▸ EXTRACTED TEXT
..............................

CARI Captures Issue 750: Economy grows 2.8% year-on-year in Q1 2026, beating forecasts
Captures has widened its scope to include news related to all the members of the Regional Comprehensive Economic Partnership (RCEP) agreement which was signed towards the end of 2020. Besides the ASEAN Member States, this includes Australia, New Zealand, China, Japan, and South Korea. The other weekly newsletters under CARI, China-ASEAN Monitor and Mekong Monitor will also be consolidated into the Captures newsletter. We hope this new version of Captures will serve you better and look forward to providing a curation of stories relevant to ASEAN and its trading partners.

THAILAND
Economy grows 2.8% year-on-year in Q1 2026, beating forecasts
(18 May 2026) Thailand’s economy grew 2.8% year on year in Q1 2026, accelerating from 2.5% in the previous quarter and exceeding a 2.2% Reuters poll forecast, according to the National Economic and Social Development Council (NESDC). Growth was supported by stronger investment, goods exports, and government consumption expenditure. Goods exports rose 15.5% year on year in Q1, compared with 8.7% growth in Q4 2025, with NESDC identifying high-tech electronic exports as a key growth driver. Thailand’s performance contrasted with weaker regional momentum, with the Philippines recording 2.8% growth, its weakest in five years, while growth in Vietnam, Malaysia, and Singapore slowed from the previous quarter despite remaining relatively resilient at 7.8%, 5.4%, and a preliminary 4.6%, respectively. Indonesia’s growth increased to 5.6% from 5.4%, supported by higher government spending. Thailand’s tourism sector was affected by the Iran conflict, with foreign visitor arrivals falling 2.4% year on year in Q1 to 9.3 million due to air transport disruptions and higher ticket prices. Analysts said prolonged Middle East tensions could raise energy and living costs and weaken consumption. Thailand’s consumer prices, which had declined for 12 consecutive months until March, increased 2.9% year on year in April due to higher fuel prices. The NESDC said damage to Middle East oil infrastructure could keep oil prices elevated for several years, weighing on Thai and global economic activity. Earlier this month, the Thai government issued an emergency decree to borrow THB 400 billion to address rising living costs, subsidise vulnerable groups, and support SMEs with liquidity measures to prevent bankruptcies. The NESDC maintained its 2026 growth forecast range at 1.5% to 2.5%.

..............................

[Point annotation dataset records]
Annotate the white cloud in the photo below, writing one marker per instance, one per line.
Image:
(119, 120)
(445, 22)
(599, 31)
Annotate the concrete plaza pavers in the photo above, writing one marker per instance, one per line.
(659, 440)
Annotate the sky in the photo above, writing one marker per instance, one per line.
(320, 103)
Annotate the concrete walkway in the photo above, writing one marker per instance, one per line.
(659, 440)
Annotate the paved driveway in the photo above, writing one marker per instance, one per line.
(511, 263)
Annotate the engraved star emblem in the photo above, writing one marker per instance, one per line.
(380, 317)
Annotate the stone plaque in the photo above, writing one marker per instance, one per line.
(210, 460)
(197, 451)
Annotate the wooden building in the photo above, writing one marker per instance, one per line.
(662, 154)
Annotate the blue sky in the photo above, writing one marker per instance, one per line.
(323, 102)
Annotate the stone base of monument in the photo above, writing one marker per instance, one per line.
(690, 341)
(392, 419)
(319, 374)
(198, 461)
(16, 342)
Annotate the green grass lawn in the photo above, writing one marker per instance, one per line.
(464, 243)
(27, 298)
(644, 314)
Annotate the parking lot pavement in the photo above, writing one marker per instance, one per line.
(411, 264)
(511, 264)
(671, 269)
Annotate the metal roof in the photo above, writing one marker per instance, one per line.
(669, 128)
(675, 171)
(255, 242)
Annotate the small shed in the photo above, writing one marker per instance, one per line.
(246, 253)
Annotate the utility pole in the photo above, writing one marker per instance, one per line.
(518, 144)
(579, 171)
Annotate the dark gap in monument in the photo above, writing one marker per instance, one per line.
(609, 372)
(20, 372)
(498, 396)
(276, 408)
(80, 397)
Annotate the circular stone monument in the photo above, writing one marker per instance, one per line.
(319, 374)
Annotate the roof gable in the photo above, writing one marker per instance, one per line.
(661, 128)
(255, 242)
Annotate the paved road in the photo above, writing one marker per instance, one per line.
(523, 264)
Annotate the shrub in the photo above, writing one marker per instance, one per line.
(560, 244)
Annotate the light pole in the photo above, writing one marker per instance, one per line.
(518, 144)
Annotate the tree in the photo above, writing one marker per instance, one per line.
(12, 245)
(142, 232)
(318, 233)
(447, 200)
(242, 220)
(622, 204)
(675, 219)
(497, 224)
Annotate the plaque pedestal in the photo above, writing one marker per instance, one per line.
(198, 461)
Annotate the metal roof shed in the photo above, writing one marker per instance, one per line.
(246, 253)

..............................

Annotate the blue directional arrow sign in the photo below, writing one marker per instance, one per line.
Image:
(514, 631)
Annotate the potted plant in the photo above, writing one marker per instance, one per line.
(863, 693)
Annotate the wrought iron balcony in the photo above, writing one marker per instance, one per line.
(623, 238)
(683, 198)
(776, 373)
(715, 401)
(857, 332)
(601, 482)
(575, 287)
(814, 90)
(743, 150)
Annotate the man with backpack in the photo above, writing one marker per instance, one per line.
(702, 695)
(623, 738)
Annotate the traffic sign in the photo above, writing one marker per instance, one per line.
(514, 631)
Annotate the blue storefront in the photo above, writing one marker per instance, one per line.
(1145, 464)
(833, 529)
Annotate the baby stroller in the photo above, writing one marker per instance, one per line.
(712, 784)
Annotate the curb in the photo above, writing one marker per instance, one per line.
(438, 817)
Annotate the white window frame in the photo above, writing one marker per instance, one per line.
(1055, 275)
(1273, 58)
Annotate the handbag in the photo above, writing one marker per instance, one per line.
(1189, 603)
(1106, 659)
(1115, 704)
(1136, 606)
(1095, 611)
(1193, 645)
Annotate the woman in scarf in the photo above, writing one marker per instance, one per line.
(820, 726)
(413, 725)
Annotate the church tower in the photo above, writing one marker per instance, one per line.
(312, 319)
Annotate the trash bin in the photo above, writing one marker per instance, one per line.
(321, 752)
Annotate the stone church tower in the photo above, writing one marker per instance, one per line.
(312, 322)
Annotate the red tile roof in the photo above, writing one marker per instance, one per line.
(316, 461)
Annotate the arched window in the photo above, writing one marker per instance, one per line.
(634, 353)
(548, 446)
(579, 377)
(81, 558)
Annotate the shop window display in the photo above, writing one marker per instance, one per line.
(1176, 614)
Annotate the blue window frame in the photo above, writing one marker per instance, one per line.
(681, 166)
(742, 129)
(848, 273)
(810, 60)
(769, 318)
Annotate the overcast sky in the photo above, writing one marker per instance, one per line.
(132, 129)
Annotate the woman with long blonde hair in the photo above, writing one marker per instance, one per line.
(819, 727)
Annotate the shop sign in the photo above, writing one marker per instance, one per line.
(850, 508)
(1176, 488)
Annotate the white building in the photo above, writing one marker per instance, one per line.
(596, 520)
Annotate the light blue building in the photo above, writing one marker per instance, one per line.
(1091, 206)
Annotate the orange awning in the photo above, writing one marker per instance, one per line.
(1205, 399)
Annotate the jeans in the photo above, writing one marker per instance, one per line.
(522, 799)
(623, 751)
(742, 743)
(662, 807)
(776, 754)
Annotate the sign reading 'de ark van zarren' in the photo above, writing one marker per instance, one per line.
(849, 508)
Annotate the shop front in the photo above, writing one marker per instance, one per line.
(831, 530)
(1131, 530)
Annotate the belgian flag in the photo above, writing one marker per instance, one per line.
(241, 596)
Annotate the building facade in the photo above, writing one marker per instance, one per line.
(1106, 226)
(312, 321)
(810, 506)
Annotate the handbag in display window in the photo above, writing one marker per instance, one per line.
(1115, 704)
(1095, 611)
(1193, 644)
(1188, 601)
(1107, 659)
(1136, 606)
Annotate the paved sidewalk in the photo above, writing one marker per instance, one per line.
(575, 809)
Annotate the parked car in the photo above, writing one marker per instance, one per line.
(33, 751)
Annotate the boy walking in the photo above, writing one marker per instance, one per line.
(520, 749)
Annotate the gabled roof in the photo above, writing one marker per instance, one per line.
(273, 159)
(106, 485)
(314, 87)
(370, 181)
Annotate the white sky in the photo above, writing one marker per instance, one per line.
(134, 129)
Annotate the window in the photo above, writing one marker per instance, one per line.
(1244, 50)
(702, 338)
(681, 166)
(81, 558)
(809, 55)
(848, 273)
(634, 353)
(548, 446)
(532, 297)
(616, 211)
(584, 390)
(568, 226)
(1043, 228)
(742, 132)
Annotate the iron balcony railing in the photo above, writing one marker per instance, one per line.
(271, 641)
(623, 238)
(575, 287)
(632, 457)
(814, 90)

..............................

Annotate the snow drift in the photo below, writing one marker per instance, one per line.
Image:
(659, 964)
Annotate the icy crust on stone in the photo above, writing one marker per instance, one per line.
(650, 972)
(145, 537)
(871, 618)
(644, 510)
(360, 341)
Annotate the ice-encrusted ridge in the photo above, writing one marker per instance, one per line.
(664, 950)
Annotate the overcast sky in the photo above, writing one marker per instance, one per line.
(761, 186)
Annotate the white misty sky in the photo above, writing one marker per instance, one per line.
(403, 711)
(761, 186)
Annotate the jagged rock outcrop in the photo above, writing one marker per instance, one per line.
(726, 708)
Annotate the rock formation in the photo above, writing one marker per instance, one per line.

..............................

▸ PROBLEM SET
**a)** Translate this sentence from the CARI Captures newsletter above into Spanish: "The NESDC maintained its 2026 growth forecast range at 1.5% to 2.5%."
**b)** Please carry the CARI Captures newsletter above forward from the point where it ends.

▸ RESULTS IN ORDER
**a)** El NESDC mantuvo su rango de previsión de crecimiento para 2026 entre el 1,5 % y el 2,5 %.

**b)**
THAILAND
Government plans to slash more than 7,000 business regulations to lure foreign investments
(18 May 2026) Prime Minister Anutin Charnvirakul’s government plans to reform more than 7,000 business regulations to reduce bureaucratic barriers and accelerate investment as Thailand competes for global capital and supply chain relocations. The initiative, outlined in a government statement on Monday, includes the rollback of ministerial rules and secondary regulations that authorities said have become a significant cost burden on businesses. A government spokesperson said the reforms reflect a shift from a control-oriented bureaucracy towards a more facilitative policy approach. The government also proposed a “Super License” system to consolidate multiple permits into a single approval process. Industry groups have been asked to identify 10 to 20 major regulatory obstacles, with submissions due in early June. The reforms come amid concerns Thailand could lose competitiveness to regional peers, including Viet Nam and Indonesia, which have implemented more aggressive regulatory streamlining measures to attract foreign investment. Thailand’s Board of Investment reported an 18% increase in investment in Q1 2026, partly supported by its “Fast Pass” programme aimed at accelerating approvals. On Friday, Anutin met leading Thai billionaires and industry executives to discuss investment, competitiveness, employment and long-term economic growth strategies.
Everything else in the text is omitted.